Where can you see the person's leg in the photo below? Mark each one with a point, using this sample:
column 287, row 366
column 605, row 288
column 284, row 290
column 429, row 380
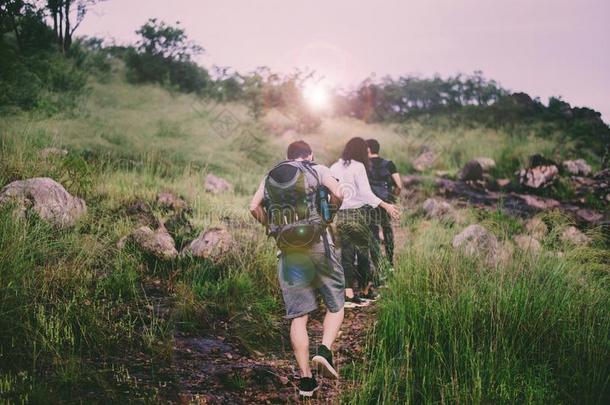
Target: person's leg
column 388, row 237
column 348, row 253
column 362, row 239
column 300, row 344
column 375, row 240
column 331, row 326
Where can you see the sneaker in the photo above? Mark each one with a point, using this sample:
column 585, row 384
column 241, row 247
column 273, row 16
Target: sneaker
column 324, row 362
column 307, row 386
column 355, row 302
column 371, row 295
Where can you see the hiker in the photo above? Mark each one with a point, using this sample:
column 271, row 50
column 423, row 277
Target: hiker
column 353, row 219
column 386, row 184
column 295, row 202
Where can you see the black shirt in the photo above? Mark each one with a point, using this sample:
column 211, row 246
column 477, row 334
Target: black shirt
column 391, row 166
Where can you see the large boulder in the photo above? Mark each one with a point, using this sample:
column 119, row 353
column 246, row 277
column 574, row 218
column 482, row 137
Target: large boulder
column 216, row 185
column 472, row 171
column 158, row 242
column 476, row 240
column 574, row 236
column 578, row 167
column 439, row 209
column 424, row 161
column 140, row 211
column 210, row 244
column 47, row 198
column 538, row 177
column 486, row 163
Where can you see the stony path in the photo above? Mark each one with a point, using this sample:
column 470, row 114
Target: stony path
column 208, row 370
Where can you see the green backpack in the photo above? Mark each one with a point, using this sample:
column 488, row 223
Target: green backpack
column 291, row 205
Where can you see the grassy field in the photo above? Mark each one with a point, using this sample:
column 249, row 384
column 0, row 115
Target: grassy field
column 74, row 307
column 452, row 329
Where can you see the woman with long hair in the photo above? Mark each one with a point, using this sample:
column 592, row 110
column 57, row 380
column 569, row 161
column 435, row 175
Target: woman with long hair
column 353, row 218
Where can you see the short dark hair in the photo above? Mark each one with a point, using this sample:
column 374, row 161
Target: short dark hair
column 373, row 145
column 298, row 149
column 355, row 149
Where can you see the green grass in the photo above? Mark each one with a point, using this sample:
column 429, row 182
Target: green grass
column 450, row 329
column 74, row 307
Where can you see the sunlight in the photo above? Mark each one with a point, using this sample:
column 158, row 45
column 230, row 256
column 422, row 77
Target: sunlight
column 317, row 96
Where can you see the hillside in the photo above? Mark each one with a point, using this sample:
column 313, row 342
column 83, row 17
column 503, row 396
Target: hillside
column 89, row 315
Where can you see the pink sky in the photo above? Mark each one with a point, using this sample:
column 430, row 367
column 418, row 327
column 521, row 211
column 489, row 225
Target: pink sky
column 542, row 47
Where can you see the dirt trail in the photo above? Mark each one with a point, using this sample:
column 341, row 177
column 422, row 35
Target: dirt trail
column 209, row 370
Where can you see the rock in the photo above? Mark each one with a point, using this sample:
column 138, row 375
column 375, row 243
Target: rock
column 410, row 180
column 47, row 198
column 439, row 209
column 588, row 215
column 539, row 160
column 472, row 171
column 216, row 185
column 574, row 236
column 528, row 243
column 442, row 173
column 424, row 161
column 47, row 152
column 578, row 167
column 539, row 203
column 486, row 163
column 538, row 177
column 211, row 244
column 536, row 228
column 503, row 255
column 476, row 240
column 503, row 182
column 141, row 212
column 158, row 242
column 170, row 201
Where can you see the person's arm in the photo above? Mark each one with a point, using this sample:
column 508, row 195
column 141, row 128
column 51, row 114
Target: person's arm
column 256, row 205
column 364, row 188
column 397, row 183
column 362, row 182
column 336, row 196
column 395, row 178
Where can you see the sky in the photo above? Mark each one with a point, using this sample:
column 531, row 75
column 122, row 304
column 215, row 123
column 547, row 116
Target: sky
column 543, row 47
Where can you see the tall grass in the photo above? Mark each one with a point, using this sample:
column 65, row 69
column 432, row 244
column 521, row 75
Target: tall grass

━━━━━━━━━━━━━━━━━━━━

The pictures in the listing above are to be dropped, and everything else reproduced exactly.

Where can you see the person's leg in the photo below? Mark each one with a point, using this sample:
column 287, row 366
column 605, row 288
column 284, row 290
column 429, row 380
Target: person's leg
column 388, row 237
column 348, row 253
column 362, row 239
column 300, row 344
column 375, row 240
column 331, row 326
Where can you see the sneaker in the photo above? Mark each one with a point, using this sample:
column 585, row 384
column 241, row 247
column 273, row 16
Target: sneaker
column 324, row 362
column 307, row 386
column 355, row 302
column 371, row 295
Where can you see the hiker in the photo above? Mark each one with a point, using this sample:
column 271, row 50
column 423, row 277
Target: hiker
column 353, row 219
column 386, row 184
column 295, row 202
Where can you see the black shirt in the photo above? Mark each one with a point, using this sample:
column 211, row 246
column 477, row 334
Target: black shirt
column 391, row 166
Where can you see the large boulder in the photo above? Mark each one with a point, using this sample:
column 119, row 353
column 246, row 277
column 574, row 218
column 482, row 137
Target: large boulder
column 216, row 185
column 472, row 171
column 158, row 242
column 476, row 240
column 574, row 236
column 578, row 167
column 439, row 209
column 424, row 161
column 140, row 211
column 210, row 244
column 47, row 198
column 538, row 177
column 486, row 163
Where can you see the stony path in the photo above? Mark each one with a point, using this sample:
column 470, row 114
Target: stony path
column 208, row 370
Where can you see the green backpack in the photo above? Mark each one with a point, using this sample:
column 488, row 223
Target: green backpack
column 291, row 205
Where can you see the grassy field in the photo above? Mark each one with a point, using this sample:
column 249, row 384
column 0, row 115
Target: grassy field
column 74, row 307
column 452, row 329
Where can you see the woman with long hair in the photo above? Mark each one with a point, using this sample:
column 592, row 110
column 57, row 380
column 569, row 161
column 435, row 175
Target: woman with long hair
column 353, row 218
Where can you see the short dark hair in the photo above? Mark each one with a point, using this sample:
column 374, row 161
Target: short dark hair
column 373, row 145
column 298, row 149
column 355, row 149
Where can you see the green grass in the photo above? Mark each one with a point, using this sample:
column 429, row 182
Target: green grass
column 450, row 329
column 74, row 307
Where can you see the sunlight in the photo above? Mark each one with a point, using this sample:
column 158, row 45
column 230, row 256
column 422, row 77
Target: sunlight
column 317, row 96
Where can you see the hillside in the photo above? Mark each one with a point, using this sample:
column 313, row 342
column 83, row 17
column 503, row 396
Target: hillside
column 89, row 315
Where can you see the pink sky in the photo above? Mark each one with a point, using this sample:
column 430, row 367
column 418, row 327
column 521, row 211
column 489, row 225
Target: pink sky
column 542, row 47
Where can you see the dirt trail in the photo above? Mark each one with a point, using this sample:
column 341, row 177
column 422, row 35
Target: dirt trail
column 209, row 370
Where can you see the rock in the photo above? Mark each one with a point, using this sample:
column 138, row 375
column 375, row 243
Target: rock
column 410, row 180
column 47, row 198
column 439, row 209
column 588, row 215
column 539, row 160
column 472, row 171
column 216, row 185
column 574, row 236
column 528, row 243
column 442, row 173
column 424, row 161
column 47, row 152
column 578, row 167
column 539, row 203
column 486, row 163
column 538, row 177
column 211, row 244
column 536, row 228
column 503, row 255
column 476, row 240
column 503, row 182
column 141, row 212
column 158, row 242
column 170, row 201
Where can you see the person's arm in the photo above? Mark each one with a point, using this sample:
column 508, row 195
column 141, row 128
column 51, row 114
Target: person's arm
column 256, row 205
column 364, row 188
column 397, row 183
column 362, row 182
column 336, row 196
column 395, row 178
Where can you see the sky in the photo above? Mark each one with a point, using this sample:
column 531, row 75
column 122, row 304
column 215, row 123
column 547, row 116
Target: sky
column 543, row 47
Where can you see the tall grass in the photo above? Mark each one with a point, using this sample:
column 65, row 69
column 432, row 244
column 521, row 75
Target: tall grass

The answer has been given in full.